EXERCISE PROMPT: Reproduce the part of the operating results overview between "The following overview" and "an acquisition candidate.", inclusive, word for word.

SELECTED PASSAGE:
The following overview of our results of operations should be read in light of the fact that we have no operations pending management's determination of the future direction of the Company, be it by reverse merger or similar business combination or otherwise. The only operations that existed in 2021 related to continuing operations relates to the business of running the Company and include mostly professional fees related to the Company's Exchange Act filings as well as general business expenditures related to finding an acquisition candidate.

Revenue, Cost of Revenue and Gross Profit

We had no revenue for the fiscal years ended November 30, 2021 or 2020. We expect this trend to persist until we can locate and acquire an operating business.





Operating Expenses



Included in continuing operations, we incurred operating expenses of $135,556 and $139,360 during the fiscal years ended November 30, 2021 and 2020, respectively. The operating expenses in 2021 were mainly due to the professional fees related to the Company's Exchange Act filings and general operating expenditures of running the Company.

(Data excerpts)
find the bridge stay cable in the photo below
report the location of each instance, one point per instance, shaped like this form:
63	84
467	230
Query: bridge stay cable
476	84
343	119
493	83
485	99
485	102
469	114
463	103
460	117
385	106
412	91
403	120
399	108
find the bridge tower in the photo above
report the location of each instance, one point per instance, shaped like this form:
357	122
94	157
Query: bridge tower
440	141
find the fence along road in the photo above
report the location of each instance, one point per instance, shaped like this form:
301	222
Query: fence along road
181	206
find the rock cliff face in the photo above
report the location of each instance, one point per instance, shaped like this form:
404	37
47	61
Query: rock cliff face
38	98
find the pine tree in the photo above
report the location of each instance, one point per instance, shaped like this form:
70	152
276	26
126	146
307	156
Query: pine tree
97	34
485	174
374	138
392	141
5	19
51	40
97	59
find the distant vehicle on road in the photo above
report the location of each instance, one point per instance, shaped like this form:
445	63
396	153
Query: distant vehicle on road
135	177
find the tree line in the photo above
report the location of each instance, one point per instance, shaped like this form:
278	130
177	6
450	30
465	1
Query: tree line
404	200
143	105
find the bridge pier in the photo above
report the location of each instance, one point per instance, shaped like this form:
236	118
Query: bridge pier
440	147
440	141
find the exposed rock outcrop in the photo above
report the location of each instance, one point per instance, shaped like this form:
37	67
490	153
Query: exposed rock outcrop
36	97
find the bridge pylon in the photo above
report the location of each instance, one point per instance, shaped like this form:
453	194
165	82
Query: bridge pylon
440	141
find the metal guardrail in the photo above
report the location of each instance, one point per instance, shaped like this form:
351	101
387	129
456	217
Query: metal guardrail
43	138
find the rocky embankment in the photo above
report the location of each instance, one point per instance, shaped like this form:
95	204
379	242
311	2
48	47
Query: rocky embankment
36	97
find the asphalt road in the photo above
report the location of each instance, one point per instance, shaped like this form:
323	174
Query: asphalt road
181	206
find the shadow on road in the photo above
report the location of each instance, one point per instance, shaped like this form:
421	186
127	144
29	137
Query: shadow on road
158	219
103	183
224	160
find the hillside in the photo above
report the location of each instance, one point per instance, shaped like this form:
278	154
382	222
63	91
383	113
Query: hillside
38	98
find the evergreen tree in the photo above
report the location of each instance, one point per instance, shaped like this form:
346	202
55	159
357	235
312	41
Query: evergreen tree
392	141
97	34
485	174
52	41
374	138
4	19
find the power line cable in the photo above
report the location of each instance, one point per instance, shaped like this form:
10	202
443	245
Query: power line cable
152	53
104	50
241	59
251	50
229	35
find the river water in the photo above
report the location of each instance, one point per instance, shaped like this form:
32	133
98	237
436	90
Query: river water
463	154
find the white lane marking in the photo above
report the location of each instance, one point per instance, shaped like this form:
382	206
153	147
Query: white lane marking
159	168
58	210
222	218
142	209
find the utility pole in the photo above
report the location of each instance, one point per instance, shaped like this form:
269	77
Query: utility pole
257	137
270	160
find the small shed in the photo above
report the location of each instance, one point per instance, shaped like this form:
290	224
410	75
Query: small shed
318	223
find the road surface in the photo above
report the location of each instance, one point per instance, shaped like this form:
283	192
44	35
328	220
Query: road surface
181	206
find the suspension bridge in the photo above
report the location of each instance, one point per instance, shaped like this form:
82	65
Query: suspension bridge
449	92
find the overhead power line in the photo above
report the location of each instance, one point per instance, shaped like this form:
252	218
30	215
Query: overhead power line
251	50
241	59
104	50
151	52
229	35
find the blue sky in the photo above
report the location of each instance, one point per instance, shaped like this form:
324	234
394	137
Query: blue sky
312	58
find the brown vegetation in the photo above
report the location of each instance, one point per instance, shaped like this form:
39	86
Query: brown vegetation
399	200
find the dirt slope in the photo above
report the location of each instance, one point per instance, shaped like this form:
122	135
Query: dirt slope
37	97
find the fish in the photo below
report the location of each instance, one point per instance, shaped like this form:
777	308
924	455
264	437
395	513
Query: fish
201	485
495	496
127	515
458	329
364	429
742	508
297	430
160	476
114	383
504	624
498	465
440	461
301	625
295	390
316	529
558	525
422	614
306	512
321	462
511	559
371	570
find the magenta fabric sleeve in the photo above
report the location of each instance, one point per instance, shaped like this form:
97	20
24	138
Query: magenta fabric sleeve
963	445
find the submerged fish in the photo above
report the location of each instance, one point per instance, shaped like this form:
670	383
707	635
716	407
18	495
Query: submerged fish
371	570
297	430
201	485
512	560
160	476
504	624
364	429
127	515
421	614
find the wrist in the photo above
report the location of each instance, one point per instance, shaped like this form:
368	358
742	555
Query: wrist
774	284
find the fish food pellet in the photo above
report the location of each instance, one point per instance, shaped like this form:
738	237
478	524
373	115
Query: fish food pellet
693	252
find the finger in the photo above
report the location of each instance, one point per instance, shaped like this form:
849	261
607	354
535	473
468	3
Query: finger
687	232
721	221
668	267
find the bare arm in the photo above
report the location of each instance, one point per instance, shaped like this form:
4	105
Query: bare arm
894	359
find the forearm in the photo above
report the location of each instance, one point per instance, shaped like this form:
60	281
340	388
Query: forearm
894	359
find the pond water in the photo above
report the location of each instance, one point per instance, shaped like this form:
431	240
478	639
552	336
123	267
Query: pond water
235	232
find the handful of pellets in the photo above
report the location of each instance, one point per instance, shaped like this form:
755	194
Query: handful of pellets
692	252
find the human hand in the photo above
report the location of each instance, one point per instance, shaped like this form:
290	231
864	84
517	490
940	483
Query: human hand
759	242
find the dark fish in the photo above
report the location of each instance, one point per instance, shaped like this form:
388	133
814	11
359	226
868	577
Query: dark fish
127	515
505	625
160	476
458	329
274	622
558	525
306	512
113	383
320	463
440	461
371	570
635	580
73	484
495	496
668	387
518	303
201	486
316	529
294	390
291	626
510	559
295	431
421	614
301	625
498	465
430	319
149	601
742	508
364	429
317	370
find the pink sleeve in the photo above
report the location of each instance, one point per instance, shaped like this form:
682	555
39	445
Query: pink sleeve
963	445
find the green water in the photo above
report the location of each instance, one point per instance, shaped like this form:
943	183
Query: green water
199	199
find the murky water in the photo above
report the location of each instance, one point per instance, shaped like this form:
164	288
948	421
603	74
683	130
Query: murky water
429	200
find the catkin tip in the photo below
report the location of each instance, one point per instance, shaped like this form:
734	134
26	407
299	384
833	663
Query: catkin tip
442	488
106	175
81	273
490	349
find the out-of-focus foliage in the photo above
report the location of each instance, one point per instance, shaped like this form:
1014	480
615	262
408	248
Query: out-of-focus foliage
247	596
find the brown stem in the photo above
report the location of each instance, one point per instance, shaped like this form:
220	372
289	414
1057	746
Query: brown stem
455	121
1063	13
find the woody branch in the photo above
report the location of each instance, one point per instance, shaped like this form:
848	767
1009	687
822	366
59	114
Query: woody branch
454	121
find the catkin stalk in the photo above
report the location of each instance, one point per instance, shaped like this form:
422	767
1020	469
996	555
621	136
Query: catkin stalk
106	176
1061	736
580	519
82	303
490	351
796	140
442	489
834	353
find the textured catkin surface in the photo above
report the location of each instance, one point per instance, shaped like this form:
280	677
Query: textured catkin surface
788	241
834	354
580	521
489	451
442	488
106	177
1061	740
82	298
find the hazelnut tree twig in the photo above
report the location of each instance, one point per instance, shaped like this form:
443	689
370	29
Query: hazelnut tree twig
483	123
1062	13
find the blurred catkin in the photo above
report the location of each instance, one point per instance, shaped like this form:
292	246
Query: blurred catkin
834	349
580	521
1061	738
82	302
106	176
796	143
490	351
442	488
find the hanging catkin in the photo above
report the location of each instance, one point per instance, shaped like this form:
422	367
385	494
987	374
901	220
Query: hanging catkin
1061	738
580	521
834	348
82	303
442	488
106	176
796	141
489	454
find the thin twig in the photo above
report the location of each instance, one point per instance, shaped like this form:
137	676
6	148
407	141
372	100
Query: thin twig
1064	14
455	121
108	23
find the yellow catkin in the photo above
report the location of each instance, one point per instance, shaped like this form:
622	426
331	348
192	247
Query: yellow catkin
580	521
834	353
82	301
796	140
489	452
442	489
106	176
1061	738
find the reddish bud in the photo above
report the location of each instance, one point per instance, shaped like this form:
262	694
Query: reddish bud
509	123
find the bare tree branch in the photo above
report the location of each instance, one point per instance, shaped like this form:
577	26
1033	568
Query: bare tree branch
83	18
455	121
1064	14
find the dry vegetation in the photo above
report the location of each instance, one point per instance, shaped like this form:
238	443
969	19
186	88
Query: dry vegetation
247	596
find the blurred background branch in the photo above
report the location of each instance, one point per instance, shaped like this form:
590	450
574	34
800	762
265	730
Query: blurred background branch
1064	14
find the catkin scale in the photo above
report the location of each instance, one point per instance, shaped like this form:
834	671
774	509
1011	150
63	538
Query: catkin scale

ANSWER TO THE PROBLEM:
The following overview of our results of operations should be read in light of the fact that we have no operations pending management's determination of the future direction of the Company, be it by reverse merger or similar business combination or otherwise. The only operations that existed in 2021 related to continuing operations relates to the business of running the Company and include mostly professional fees related to the Company's Exchange Act filings as well as general business expenditures related to finding an acquisition candidate.